■ TEKS SUMBER ■

----------------

JAKARTA (TEROPONGSENAYAN) --Belum setahun pemerintahan Prabowo – Gibran, terembus kabar "keretakan" di kabinet. Persoalan ini sebetulnya problem laten di kabinet karena pemerintahan dibangun dengan koalisi dari banyak partai politik. Hanya saja, kali ini pemerintahan Prabowo – Gibran lebih cepat terbelah. Istana kerepotan dalam mengelola perbedaan di tubuh kabinet. Berikut beberapa persoalan yang mencuat:
Meutya Hafid-Erick Thohir
Menteri Komunikasi dan Digital Indonesia Meutya Hafid tengah berseteru dengan Menteri BUMN Erick Thohir. Seorang petinggi di Kementerian BUMN menceritakan pangkal soal kemarahan Meutya Hafid. Usulan Meutya untuk menjadikan Dirjen Ekosistem Digital Edwin Hidayat Abdullah sebagai Komisaris di Telkomsel dicoret oleh Erick Thohir.
Bagi Meutya, nama Edwin harus masuk ke komisaris perusahaan plat merah. Ini politik balas budi. Edwin saat menjadi Deputi Meteri BUMN (2015 – 2019) menempatkan suami Meutya, Noer Fajrieansyah, sebagai direktur di Perusahaan Perdagangan Indonesia (2015 – 2017). Kemudian Edwin memindahkan suami Meutya itu menjadi Direktur Pos Indonesia (2017 – 2020). Edwin dan Fajri bersahabat hingga kini.
Di lain pihak, Menteri BUMN Erick Thohir berkeyakinan Edwin Hidayat Abdullah saat ini tak layak menjadi komisaris, terlebih di perusahaan sekelas Telkomsel. Erick mengetahui rekam jejak Edwin semasa menjadi deputi di Kementerian BUMN. Erick juga mendengar informasi sepak terjang Edwin saat menjadi komisaris BUMN di era Menteri Rini Soemarno.

----------------

■ PERINTAH 1 ■
Dari baris-baris data, ambil bagian yang dibuka oleh baris yang memuat "mask job: black microphone windscreen" dan ditutup oleh baris yang memuat "Give the mask of every instance of the black", lalu sajikan ulang sebagai tabel Markdown berkolom Nomor dan Isi tanpa baris kosong.
■ PERINTAH 2 ■
Lanjutkan berita tentang keretakan kabinet Prabowo–Gibran dari titik terakhirnya.

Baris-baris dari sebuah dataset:
----------------

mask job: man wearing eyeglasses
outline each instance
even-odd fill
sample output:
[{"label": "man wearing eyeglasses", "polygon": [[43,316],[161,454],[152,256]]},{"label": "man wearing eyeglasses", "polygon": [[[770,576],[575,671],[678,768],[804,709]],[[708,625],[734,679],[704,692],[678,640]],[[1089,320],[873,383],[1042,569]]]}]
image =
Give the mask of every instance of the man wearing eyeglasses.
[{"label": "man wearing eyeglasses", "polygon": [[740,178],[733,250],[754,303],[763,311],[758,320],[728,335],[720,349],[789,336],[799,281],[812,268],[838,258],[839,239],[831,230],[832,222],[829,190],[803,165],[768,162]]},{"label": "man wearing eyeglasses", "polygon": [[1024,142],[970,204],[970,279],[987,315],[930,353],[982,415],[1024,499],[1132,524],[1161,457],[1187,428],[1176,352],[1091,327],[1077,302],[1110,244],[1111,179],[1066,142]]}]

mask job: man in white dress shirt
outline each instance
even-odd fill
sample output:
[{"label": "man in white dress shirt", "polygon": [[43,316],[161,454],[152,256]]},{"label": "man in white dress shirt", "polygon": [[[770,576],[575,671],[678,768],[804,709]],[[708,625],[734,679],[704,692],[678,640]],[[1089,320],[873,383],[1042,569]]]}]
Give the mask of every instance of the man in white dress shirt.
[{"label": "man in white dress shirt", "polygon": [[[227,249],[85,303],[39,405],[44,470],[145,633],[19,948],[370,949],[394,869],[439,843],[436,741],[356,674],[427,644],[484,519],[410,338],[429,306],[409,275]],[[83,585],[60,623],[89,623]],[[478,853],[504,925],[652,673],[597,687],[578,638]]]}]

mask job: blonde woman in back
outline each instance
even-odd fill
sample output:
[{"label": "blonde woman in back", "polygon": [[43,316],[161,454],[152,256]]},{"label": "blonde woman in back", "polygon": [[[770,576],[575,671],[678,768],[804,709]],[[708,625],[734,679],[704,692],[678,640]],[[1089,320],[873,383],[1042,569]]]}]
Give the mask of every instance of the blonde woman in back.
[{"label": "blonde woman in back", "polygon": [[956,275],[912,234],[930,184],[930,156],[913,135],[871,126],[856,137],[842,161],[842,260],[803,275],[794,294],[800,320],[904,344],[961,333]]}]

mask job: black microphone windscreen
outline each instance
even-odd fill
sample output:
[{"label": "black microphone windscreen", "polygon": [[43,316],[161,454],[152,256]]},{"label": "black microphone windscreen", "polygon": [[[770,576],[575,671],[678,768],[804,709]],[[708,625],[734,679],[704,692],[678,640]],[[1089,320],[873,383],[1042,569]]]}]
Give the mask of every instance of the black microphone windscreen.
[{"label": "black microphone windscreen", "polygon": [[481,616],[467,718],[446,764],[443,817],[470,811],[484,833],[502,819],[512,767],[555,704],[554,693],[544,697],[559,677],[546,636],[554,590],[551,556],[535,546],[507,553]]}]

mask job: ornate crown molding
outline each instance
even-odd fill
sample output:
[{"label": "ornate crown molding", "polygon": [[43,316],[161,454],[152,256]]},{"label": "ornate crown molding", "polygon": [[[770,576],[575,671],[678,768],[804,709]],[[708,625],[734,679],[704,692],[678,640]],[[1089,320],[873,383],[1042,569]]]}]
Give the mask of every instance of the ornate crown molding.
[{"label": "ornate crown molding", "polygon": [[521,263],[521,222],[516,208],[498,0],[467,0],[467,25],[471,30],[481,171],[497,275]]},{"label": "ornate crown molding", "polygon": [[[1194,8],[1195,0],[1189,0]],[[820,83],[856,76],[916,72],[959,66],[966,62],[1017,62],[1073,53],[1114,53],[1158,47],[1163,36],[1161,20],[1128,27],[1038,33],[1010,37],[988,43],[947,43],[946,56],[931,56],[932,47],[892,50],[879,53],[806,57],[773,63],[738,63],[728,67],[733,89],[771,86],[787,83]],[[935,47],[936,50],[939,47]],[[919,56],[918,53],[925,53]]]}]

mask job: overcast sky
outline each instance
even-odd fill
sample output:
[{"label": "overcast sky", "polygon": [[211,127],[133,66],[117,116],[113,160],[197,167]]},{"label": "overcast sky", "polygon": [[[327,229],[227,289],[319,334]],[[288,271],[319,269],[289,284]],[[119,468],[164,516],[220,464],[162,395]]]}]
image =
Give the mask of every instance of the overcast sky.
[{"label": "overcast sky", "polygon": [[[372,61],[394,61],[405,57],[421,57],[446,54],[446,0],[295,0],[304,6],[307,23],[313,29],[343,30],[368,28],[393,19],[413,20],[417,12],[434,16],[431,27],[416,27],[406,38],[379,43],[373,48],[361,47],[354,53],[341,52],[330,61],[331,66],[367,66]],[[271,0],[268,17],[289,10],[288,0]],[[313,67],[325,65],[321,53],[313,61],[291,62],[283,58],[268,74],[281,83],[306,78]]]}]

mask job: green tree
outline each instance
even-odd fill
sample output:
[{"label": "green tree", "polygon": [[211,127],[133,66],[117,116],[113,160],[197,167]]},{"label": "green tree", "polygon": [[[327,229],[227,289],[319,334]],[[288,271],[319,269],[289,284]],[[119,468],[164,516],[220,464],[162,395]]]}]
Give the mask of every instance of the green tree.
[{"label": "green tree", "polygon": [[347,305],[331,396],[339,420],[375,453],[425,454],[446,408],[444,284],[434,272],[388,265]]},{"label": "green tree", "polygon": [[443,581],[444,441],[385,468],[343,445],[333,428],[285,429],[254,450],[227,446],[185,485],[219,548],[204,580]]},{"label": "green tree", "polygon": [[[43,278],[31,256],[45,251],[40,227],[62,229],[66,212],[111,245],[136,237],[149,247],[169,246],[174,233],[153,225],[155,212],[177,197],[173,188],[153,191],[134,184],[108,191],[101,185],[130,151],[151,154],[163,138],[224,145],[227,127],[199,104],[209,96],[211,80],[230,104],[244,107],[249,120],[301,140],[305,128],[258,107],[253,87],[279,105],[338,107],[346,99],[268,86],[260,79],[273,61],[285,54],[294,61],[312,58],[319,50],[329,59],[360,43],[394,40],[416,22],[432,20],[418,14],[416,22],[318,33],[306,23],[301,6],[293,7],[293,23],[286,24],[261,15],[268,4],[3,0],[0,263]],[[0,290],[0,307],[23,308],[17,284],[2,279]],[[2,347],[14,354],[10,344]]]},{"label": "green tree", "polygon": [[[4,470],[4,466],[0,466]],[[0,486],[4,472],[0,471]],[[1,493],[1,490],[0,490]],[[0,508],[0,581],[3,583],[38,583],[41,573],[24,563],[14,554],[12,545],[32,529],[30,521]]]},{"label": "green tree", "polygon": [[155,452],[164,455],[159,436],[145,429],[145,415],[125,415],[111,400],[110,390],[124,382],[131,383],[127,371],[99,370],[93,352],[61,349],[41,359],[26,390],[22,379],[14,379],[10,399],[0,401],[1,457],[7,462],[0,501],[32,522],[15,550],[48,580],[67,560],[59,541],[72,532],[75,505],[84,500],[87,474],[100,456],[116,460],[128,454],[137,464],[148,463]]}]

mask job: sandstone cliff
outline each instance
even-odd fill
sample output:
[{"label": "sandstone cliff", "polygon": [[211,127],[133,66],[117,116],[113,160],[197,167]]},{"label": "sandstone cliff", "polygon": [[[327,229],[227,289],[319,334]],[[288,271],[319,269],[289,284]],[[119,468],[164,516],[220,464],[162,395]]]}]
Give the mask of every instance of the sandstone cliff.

----------------

■ JAWABAN TUGAS 1 ■
| Nomor | Isi |
|---|---|
| 1 | mask job: black microphone windscreen |
| 2 | outline each instance |
| 3 | even-odd fill |
| 4 | sample output: |
| 5 | [{"label": "black microphone windscreen", "polygon": [[43,316],[161,454],[152,256]]},{"label": "black microphone windscreen", "polygon": [[[770,576],[575,671],[678,768],[804,709]],[[708,625],[734,679],[704,692],[678,640]],[[1089,320],[873,383],[1042,569]]]}] |
| 6 | Give the mask of every instance of the black microphone windscreen. |

■ JAWABAN TUGAS 2 ■
Tapi, meski sempat terlempar dari jabatan eselon 1 di Kementerian BUMN, Edwin bernasib baik. Setelah Presiden Prabowo Subianto mengangkat Meutya Hafid sebagai Menkomdigi, Edwin kembali berkibar. Alumnus Universitas Gadjah mada yang menulis buku "Keajaiban Silat: Kaidah Ilmu Kehidupan dalam Gerakan Mematikan", didapuk menjadi Direktur Jenderal Ekosistem Digital.
Airlangga Hartarto – Bahlil Lahadalia
Seperti petir di siang bolong, pada Ahad, 11 Agustus 2024 Airlangga Hartarto mengumumkan pengunduran dirinya dari kursi Ketua Umum Partai Golkar. Jagad politik Nasional saat itu langsung menghangat. Ada dua cerita dibalik layar yang beredar. Pertama, Airlangga dipaksa mundur karena terjerat kasus korupsi ekspor CPO. Kasus yang ditelisik Kejaksaan Agung itu menyeret sejumlah pengusaha dan pejabat tinggi.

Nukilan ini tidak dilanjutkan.